#### Exercise goal
Return the exact lines spanning from the line with "Target — palm tree" through the last line of the entries, boundaries included, and no others.
[Supplied entries start]
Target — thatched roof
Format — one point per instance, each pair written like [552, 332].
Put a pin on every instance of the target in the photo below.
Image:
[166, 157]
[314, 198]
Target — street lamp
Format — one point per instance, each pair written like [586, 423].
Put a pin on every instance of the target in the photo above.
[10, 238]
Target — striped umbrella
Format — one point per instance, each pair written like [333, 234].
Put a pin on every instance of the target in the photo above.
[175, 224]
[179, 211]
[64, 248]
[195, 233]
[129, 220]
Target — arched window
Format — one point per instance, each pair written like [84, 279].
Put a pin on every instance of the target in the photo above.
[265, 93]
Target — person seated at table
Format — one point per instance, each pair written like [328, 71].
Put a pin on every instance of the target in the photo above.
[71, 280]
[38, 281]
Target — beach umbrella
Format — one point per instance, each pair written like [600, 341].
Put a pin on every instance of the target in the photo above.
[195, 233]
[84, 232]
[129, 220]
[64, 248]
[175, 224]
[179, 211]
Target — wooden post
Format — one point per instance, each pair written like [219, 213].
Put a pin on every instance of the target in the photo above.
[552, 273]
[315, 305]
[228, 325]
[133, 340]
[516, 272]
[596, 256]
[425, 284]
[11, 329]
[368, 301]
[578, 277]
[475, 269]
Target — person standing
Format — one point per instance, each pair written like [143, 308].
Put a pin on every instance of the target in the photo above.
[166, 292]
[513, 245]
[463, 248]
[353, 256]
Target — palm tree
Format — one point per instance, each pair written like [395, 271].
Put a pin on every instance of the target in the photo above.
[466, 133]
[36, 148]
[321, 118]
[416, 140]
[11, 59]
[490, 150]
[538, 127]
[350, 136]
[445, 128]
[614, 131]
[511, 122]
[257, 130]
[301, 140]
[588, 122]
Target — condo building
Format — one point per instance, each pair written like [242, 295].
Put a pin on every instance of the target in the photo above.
[Supplied entries end]
#### Result for this exercise
Target — palm tree
Format — one point per instance, each pair written like [395, 271].
Put a pin on every instance of the target in the photo above.
[466, 133]
[36, 148]
[321, 118]
[416, 140]
[11, 59]
[490, 150]
[538, 127]
[350, 136]
[445, 128]
[614, 131]
[511, 122]
[257, 130]
[301, 140]
[588, 122]
Target — condo building
Format — one point per instance, each pair written like [242, 295].
Put a pin on every instance of the target in the photo above.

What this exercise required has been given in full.